#### [Exercise brief]
Show every line of the material below that contains the string "blue", reproducing each such line in full. Treat the match as case-sensitive.

####

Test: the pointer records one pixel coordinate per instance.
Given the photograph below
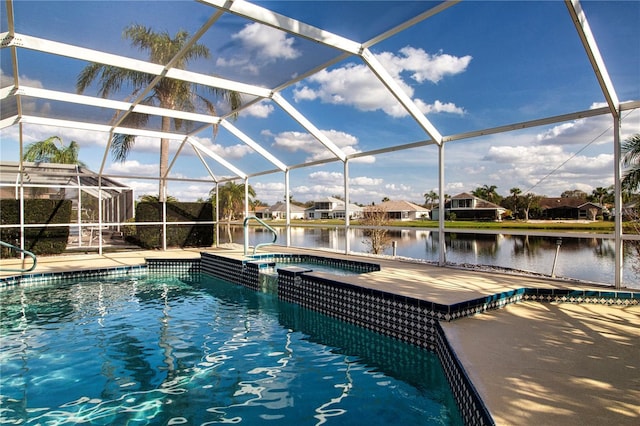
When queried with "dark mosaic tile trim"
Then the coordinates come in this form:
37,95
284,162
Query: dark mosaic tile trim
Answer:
406,319
352,265
471,406
51,277
184,269
413,321
600,297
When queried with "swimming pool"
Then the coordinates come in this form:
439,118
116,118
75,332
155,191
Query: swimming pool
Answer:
165,351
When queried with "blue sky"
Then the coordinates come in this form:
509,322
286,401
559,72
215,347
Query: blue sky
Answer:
473,66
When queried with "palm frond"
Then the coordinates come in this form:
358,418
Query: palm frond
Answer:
121,145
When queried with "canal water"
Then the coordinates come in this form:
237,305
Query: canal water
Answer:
588,259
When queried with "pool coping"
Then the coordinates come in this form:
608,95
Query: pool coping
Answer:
469,401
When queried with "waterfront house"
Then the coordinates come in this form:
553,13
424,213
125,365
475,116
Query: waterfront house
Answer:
469,207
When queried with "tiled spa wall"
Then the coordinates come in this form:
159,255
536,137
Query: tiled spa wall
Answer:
402,318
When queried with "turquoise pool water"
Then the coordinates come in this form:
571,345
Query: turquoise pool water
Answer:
165,352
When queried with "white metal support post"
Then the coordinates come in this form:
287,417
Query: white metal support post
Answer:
217,218
442,259
246,197
347,247
617,191
99,215
21,200
287,196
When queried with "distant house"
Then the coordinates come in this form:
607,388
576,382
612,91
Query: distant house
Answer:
403,210
278,211
262,212
469,207
332,208
569,208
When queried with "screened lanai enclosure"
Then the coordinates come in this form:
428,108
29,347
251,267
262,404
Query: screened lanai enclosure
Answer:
363,100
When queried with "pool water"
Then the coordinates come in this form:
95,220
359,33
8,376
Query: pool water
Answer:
167,352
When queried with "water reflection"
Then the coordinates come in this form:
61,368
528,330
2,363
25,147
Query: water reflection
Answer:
589,259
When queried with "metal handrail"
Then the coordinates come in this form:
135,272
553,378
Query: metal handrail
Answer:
246,234
27,252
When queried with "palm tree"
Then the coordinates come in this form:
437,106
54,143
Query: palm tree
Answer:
430,198
515,194
167,93
631,160
47,151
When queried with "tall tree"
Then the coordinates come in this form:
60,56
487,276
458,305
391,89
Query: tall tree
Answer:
599,194
167,93
530,201
377,236
488,193
48,151
231,201
430,198
631,161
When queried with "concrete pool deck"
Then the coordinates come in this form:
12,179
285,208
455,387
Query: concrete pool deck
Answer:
531,363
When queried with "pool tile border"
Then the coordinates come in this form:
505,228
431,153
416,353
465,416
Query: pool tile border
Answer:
50,277
413,321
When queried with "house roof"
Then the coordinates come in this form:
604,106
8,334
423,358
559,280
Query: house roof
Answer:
565,202
401,205
282,207
480,203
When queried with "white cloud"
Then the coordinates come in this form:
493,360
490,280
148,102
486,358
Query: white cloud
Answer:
267,42
260,45
423,66
259,110
305,142
133,167
366,181
355,85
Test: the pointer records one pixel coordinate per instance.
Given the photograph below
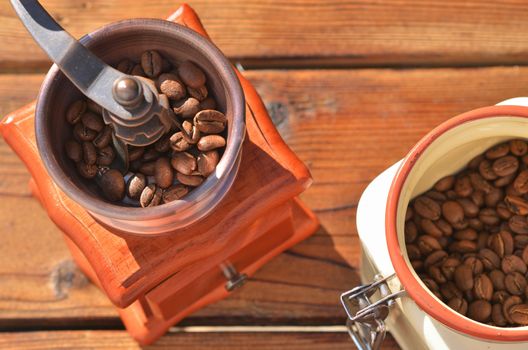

####

#### [Exercise answer]
When queried with "blue sky"
Query: blue sky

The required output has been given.